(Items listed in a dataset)
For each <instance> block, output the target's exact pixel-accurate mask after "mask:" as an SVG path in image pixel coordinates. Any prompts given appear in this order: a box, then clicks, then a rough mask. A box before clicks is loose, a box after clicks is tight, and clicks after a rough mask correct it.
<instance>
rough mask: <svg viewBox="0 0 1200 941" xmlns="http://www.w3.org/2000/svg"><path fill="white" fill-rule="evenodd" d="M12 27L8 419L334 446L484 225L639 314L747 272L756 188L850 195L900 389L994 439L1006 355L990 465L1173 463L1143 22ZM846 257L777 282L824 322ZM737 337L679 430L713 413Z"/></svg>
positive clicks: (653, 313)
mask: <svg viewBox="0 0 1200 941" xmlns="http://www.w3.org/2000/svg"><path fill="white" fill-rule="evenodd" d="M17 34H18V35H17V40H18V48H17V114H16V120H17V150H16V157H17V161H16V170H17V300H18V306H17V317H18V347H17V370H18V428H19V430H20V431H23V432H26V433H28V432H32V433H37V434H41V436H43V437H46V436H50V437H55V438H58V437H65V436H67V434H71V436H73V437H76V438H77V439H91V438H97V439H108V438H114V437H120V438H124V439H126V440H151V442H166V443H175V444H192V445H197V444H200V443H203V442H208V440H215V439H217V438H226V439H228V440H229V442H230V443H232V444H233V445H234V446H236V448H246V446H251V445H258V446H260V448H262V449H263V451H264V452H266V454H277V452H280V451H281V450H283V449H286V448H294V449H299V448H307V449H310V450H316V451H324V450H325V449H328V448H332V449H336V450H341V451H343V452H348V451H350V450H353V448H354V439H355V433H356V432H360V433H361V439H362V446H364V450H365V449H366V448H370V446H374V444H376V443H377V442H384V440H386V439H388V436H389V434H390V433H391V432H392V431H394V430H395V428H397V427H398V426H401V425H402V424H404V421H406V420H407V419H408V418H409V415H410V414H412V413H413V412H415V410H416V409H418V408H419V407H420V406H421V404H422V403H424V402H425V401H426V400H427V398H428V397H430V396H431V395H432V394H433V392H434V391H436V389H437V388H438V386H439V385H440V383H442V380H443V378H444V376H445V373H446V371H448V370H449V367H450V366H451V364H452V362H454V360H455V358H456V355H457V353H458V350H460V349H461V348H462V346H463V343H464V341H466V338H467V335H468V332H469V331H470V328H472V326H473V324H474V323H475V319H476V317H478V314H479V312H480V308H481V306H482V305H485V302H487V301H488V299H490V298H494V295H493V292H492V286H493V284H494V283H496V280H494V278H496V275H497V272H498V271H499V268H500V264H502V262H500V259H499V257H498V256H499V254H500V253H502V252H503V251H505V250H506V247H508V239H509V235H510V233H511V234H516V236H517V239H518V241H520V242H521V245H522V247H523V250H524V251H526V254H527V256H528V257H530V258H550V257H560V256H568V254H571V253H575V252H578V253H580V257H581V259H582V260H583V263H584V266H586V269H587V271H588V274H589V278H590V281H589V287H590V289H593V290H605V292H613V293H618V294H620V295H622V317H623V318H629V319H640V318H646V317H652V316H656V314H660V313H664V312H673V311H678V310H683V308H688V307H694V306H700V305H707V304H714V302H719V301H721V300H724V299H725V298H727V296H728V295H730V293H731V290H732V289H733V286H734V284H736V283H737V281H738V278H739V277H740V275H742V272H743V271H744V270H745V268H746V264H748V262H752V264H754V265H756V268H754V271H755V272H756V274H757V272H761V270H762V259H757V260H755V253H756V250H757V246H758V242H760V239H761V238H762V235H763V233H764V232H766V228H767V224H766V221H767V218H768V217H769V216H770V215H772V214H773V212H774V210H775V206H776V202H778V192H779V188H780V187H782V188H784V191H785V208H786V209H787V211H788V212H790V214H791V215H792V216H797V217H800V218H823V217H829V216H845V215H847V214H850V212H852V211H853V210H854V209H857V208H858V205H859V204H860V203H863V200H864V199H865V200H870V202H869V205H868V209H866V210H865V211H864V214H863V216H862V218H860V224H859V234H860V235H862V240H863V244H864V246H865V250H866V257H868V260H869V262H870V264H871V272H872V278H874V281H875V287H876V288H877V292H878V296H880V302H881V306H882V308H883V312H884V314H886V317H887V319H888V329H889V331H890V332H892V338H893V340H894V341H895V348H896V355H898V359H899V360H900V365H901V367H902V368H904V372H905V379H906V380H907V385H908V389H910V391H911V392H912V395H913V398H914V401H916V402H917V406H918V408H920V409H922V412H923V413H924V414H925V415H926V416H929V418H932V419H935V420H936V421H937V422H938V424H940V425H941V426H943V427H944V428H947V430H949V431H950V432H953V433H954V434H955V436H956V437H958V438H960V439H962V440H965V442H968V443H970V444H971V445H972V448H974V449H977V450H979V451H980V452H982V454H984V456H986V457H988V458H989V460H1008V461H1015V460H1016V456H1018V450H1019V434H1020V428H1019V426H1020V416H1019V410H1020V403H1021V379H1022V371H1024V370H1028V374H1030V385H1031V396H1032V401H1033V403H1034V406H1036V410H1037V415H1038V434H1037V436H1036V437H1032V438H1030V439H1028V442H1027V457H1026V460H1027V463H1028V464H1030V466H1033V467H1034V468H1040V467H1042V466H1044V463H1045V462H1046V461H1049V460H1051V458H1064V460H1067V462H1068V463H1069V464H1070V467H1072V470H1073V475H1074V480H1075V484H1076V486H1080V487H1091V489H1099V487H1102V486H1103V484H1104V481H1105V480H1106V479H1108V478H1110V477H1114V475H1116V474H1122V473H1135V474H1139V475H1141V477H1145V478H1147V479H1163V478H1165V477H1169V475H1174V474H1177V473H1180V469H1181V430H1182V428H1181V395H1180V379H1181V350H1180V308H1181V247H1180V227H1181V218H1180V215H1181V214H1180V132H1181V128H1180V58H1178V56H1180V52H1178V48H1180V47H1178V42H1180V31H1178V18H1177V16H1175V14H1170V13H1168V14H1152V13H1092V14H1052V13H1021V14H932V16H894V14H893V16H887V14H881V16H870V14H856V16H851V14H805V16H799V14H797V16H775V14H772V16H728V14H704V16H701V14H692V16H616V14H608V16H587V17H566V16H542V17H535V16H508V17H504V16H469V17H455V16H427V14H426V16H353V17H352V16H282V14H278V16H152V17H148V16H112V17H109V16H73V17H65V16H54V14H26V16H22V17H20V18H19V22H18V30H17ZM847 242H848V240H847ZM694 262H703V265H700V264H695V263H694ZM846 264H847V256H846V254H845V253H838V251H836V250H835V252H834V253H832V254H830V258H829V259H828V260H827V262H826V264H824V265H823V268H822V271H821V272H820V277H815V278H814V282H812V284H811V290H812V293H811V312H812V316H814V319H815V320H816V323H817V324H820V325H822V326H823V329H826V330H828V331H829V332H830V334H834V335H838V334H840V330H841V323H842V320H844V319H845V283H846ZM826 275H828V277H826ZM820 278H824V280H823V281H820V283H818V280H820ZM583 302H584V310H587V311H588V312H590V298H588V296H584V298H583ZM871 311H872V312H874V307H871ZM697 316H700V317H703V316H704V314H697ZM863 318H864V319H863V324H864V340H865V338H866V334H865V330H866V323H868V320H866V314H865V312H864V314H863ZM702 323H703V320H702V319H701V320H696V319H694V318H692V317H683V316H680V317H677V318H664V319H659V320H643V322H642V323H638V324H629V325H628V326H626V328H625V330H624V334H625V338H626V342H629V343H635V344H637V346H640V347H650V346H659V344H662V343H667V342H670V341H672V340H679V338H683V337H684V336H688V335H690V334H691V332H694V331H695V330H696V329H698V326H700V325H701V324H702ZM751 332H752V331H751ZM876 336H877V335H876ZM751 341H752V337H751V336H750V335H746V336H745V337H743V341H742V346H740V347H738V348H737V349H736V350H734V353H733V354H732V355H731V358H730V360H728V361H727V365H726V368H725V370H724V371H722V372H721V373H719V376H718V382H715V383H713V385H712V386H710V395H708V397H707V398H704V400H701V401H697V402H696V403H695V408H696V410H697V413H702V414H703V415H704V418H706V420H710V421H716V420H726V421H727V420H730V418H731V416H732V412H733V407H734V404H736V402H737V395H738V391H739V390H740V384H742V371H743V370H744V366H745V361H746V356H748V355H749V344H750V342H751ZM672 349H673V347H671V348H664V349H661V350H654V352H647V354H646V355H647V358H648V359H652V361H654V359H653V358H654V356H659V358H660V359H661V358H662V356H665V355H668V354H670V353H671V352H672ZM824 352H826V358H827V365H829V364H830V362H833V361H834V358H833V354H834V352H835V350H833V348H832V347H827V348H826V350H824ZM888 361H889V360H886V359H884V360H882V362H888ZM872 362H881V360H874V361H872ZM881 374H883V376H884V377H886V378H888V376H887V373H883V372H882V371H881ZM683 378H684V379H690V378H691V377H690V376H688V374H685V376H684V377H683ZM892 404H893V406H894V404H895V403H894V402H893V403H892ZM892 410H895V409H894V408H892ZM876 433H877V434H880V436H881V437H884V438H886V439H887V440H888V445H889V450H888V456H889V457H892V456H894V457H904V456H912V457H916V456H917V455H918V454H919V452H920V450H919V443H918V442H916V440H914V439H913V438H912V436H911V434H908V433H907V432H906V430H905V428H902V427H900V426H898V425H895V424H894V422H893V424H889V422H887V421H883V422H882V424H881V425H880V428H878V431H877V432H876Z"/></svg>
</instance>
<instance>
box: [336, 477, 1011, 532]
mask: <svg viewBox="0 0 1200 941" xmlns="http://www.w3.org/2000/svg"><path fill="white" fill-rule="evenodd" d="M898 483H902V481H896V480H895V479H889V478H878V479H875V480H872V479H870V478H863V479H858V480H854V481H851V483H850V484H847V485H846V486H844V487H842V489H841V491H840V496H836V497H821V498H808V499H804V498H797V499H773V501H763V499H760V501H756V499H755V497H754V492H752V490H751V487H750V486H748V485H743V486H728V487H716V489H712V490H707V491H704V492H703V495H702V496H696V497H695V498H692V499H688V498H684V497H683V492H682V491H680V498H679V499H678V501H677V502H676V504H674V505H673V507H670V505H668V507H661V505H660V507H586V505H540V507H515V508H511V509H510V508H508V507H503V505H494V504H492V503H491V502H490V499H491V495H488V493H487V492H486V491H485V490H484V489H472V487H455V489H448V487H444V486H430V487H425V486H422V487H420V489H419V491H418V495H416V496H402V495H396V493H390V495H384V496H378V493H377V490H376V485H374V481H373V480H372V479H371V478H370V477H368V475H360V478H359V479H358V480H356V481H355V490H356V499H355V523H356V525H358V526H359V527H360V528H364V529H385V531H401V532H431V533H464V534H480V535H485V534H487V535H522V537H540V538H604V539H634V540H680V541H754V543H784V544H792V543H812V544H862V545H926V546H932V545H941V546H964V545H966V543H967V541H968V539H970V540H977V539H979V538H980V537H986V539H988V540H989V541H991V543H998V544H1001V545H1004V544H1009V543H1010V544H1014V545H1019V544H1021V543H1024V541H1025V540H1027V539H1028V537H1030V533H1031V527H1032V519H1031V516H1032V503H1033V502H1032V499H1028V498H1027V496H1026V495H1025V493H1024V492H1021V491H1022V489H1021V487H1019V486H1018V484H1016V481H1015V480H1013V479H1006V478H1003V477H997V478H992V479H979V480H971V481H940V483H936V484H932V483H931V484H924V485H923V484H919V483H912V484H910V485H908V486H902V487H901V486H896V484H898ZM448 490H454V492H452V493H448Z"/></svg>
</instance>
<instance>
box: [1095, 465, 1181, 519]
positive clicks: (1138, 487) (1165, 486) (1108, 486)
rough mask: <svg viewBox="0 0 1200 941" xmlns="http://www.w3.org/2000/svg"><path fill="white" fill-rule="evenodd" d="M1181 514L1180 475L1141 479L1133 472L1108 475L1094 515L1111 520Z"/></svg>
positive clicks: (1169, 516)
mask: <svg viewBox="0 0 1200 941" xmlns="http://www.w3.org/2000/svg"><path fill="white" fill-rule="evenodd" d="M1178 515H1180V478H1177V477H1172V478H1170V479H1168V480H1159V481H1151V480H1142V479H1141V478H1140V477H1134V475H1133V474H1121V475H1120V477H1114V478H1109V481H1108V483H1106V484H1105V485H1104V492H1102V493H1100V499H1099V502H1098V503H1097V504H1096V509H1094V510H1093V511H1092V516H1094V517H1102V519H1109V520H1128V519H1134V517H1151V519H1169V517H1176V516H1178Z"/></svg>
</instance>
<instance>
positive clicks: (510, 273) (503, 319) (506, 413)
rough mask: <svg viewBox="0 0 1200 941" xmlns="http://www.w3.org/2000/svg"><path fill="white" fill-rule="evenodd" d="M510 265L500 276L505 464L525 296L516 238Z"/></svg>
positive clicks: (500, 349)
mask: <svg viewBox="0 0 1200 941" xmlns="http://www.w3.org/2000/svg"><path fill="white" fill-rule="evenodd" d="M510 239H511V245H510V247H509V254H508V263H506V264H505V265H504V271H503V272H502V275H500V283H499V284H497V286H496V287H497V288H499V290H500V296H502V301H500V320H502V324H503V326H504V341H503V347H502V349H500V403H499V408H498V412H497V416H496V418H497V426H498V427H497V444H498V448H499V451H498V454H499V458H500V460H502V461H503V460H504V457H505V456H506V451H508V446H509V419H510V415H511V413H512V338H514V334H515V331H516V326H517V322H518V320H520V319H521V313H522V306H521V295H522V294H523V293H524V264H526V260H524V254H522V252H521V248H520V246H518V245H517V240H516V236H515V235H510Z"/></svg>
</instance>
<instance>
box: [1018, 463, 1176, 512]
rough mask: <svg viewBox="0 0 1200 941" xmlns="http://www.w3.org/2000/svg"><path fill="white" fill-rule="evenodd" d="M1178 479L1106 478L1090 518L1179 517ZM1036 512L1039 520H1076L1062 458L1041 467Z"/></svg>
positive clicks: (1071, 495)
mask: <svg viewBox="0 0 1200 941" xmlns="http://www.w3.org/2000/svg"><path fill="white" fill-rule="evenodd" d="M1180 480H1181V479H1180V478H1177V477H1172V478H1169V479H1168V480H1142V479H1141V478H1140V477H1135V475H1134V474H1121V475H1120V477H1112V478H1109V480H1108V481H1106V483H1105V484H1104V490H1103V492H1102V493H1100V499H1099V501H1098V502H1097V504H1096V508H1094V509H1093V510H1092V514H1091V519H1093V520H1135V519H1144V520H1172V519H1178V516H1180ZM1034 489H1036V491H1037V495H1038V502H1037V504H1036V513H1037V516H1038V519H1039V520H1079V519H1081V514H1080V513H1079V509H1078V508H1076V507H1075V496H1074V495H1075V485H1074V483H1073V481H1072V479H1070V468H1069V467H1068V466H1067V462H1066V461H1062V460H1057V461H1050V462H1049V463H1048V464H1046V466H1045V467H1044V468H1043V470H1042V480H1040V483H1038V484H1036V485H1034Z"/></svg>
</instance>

> [Exercise directions]: Copy word for word the stretch of entries above from the line that has "514L1180 475L1141 479L1133" through the line that has "479L1106 478L1090 518L1179", both ends included, and nothing outside it.

> [Solution to this exercise]:
rough mask: <svg viewBox="0 0 1200 941" xmlns="http://www.w3.org/2000/svg"><path fill="white" fill-rule="evenodd" d="M1181 514L1180 475L1141 479L1133 472L1108 475L1094 515L1111 520Z"/></svg>
positive clicks: (1169, 516)
mask: <svg viewBox="0 0 1200 941" xmlns="http://www.w3.org/2000/svg"><path fill="white" fill-rule="evenodd" d="M1178 515H1180V478H1177V477H1172V478H1170V479H1168V480H1159V481H1151V480H1142V479H1141V478H1140V477H1134V475H1133V474H1121V475H1120V477H1114V478H1109V481H1108V483H1106V484H1105V485H1104V492H1102V493H1100V499H1099V502H1098V503H1097V504H1096V509H1094V510H1093V511H1092V516H1094V517H1102V519H1109V520H1128V519H1134V517H1151V519H1169V517H1176V516H1178Z"/></svg>
</instance>
<instance>
positive clicks: (510, 273) (503, 319) (506, 413)
rough mask: <svg viewBox="0 0 1200 941" xmlns="http://www.w3.org/2000/svg"><path fill="white" fill-rule="evenodd" d="M510 265L500 276L505 464L525 296L516 238Z"/></svg>
positive clicks: (500, 349)
mask: <svg viewBox="0 0 1200 941" xmlns="http://www.w3.org/2000/svg"><path fill="white" fill-rule="evenodd" d="M510 239H511V245H510V247H509V254H508V263H506V264H505V265H504V271H503V272H502V275H500V283H499V284H497V286H496V287H497V288H499V290H500V296H502V301H500V320H502V324H503V326H504V341H503V347H502V349H500V403H499V408H498V412H497V416H496V418H497V426H498V427H497V444H498V448H499V451H498V454H499V458H500V460H502V461H503V460H504V457H505V456H506V451H508V446H509V419H510V415H511V413H512V338H514V334H515V331H516V326H517V322H518V320H520V319H521V313H522V306H521V295H522V294H523V293H524V264H526V260H524V254H522V252H521V248H520V246H518V245H517V240H516V236H515V235H510Z"/></svg>
</instance>
<instance>
box: [1018, 463, 1176, 512]
rough mask: <svg viewBox="0 0 1200 941" xmlns="http://www.w3.org/2000/svg"><path fill="white" fill-rule="evenodd" d="M1178 479L1106 478L1090 518L1179 517ZM1036 512L1039 520H1076L1062 458L1041 467Z"/></svg>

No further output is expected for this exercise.